(Named object pointing entries)
● ● ● ●

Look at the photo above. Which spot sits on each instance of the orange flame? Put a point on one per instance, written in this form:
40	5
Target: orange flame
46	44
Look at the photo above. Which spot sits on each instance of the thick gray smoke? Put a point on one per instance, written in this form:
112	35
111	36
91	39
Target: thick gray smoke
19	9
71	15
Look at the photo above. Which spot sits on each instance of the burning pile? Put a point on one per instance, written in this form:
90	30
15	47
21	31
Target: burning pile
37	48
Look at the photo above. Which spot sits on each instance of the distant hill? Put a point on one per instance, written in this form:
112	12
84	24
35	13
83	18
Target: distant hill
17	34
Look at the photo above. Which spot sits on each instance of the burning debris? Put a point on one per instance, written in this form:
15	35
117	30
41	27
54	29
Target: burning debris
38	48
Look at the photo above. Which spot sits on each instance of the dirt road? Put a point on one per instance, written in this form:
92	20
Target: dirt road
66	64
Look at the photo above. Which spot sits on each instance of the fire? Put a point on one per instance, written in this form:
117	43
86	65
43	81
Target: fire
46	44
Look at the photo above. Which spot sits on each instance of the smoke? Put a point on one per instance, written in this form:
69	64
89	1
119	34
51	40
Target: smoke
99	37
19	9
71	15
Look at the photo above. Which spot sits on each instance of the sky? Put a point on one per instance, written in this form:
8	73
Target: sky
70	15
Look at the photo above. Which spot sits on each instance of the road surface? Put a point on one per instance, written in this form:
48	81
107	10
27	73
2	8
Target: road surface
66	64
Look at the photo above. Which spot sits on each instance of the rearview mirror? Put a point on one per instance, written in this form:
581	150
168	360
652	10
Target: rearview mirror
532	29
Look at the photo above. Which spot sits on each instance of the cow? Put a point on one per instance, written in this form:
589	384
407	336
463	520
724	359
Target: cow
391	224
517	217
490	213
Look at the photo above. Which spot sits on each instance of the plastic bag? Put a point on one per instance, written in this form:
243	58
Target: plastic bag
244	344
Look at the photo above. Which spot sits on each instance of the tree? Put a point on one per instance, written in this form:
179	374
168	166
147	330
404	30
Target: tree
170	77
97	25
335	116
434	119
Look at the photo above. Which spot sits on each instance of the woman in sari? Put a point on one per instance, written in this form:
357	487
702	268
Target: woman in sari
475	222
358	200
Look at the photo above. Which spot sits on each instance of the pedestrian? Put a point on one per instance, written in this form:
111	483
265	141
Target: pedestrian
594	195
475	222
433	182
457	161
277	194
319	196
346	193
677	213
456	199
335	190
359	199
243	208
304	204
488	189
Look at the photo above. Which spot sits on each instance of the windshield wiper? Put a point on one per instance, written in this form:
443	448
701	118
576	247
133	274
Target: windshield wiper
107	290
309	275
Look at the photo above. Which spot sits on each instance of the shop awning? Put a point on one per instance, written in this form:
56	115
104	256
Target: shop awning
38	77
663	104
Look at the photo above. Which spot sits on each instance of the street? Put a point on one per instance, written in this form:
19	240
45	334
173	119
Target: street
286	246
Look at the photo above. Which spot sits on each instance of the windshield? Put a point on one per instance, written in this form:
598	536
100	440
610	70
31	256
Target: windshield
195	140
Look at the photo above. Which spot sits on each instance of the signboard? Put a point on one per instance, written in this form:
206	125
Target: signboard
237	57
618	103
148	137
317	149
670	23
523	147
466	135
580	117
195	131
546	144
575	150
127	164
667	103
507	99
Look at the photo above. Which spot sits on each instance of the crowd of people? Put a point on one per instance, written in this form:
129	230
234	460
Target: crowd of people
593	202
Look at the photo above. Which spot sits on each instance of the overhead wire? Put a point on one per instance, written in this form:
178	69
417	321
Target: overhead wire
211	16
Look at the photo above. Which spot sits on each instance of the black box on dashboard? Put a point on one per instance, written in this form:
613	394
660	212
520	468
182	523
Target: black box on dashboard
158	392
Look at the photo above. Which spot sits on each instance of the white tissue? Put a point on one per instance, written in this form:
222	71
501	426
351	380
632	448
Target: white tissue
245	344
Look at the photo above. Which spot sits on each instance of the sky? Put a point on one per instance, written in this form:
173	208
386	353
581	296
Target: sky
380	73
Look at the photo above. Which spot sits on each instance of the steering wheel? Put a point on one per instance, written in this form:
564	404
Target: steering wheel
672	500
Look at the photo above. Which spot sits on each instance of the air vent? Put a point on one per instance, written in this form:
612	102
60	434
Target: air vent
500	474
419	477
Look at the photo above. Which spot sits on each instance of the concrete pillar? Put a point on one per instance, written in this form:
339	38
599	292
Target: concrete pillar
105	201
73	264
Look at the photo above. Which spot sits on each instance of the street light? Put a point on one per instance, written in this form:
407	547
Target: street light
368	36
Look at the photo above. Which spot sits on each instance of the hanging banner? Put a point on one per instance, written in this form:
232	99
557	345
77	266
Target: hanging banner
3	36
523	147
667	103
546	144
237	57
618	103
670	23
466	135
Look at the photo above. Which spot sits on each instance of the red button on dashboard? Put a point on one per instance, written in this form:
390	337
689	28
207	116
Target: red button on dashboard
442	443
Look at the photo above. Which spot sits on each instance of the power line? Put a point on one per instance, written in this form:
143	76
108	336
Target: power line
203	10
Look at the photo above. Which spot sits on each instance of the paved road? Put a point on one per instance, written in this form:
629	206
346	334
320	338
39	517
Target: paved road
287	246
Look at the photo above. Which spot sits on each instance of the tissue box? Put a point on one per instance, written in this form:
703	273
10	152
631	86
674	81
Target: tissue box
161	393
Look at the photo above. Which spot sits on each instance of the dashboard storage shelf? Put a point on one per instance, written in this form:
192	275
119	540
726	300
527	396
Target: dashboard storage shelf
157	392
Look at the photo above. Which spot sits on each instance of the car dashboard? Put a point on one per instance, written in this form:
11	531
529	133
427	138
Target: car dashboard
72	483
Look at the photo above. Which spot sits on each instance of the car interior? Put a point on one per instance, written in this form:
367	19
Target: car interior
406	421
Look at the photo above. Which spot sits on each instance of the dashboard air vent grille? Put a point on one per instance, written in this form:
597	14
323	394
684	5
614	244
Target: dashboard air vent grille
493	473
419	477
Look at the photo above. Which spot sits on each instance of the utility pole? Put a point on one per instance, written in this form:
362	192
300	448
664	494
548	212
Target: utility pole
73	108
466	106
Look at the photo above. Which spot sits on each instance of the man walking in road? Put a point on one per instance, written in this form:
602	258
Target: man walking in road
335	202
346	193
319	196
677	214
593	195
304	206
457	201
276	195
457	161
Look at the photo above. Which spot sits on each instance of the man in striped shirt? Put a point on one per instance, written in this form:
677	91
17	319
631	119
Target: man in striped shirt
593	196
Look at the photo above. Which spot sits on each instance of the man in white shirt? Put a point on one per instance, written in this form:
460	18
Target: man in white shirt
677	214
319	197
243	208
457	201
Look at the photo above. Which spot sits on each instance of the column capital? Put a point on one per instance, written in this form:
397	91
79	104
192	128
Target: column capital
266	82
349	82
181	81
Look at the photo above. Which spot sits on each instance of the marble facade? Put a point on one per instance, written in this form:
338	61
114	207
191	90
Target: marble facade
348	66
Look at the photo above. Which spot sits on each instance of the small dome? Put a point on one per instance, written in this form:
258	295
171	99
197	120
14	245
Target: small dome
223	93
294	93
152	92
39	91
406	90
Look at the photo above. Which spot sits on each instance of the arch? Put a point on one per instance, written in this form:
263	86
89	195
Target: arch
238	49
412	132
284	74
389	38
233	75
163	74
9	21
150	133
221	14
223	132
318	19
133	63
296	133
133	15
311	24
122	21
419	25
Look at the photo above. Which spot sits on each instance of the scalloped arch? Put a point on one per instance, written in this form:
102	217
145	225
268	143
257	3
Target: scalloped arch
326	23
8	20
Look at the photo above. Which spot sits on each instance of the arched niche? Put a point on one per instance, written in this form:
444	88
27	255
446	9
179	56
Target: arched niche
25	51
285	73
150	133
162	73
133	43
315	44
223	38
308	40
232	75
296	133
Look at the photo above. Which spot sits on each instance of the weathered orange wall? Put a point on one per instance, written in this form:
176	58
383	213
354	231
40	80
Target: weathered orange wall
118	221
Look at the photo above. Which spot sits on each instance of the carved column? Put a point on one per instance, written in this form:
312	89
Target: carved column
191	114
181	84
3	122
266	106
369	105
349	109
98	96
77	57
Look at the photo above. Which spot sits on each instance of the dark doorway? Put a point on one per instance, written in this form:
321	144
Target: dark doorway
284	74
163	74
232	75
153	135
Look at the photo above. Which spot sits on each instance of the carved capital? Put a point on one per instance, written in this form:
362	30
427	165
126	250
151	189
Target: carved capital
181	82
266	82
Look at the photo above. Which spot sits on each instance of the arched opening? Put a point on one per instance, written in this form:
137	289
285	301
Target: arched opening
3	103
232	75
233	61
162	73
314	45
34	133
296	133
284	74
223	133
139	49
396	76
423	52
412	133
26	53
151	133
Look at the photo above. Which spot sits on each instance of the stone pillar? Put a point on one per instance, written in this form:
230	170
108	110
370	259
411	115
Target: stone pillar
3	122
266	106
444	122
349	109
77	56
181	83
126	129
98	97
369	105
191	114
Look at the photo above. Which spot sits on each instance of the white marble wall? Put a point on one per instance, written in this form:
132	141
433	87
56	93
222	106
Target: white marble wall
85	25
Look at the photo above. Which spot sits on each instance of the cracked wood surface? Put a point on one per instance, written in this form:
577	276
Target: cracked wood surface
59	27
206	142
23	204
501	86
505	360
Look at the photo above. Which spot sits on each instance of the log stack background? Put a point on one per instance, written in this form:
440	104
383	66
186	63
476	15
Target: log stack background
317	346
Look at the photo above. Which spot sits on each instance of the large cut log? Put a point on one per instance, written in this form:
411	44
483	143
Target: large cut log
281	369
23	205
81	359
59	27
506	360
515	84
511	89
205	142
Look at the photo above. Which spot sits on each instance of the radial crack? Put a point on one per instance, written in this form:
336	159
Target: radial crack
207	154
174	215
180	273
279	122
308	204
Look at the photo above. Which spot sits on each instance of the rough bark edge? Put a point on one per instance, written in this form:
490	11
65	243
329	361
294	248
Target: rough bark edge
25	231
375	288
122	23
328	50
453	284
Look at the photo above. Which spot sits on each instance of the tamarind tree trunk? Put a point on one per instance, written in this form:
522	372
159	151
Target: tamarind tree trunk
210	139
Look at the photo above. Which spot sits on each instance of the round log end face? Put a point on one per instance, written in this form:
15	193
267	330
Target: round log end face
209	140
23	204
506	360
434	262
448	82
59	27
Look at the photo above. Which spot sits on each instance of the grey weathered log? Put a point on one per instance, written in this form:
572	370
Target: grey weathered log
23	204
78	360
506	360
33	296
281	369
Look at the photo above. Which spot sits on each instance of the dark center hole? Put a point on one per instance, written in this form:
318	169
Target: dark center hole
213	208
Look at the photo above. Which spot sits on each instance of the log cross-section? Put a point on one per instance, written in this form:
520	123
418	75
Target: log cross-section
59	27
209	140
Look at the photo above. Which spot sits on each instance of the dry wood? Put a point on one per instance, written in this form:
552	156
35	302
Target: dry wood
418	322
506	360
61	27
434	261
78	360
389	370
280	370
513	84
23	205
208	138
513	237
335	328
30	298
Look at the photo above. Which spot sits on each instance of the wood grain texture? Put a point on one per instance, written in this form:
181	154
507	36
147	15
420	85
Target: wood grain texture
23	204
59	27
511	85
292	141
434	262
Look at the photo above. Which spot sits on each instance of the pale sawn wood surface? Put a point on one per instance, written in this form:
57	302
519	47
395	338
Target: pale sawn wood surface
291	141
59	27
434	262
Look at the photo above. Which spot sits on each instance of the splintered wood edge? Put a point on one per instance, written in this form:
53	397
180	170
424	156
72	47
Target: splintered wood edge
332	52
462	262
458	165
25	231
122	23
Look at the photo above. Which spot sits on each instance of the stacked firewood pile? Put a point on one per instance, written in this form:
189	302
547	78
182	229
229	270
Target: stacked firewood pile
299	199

● ● ● ●

= STATED GOAL =
In the records above, return only the line that contains "of the splintered" and every line after it through the last, exactly as they appear.

= SOLUTION =
Look at the photo above. Which spot sits on each instance of the splintered wood edge? Put a point on one per instance, written in this form:
53	397
180	170
424	156
72	47
Target: splintered wood edge
332	52
462	262
458	165
25	231
122	23
Look at the photo above. Which spot sits on each instance of the stacked firewood pile? Put a point on one per instance, written in this form:
189	302
547	78
182	229
229	270
Target: stacked firewood pile
299	199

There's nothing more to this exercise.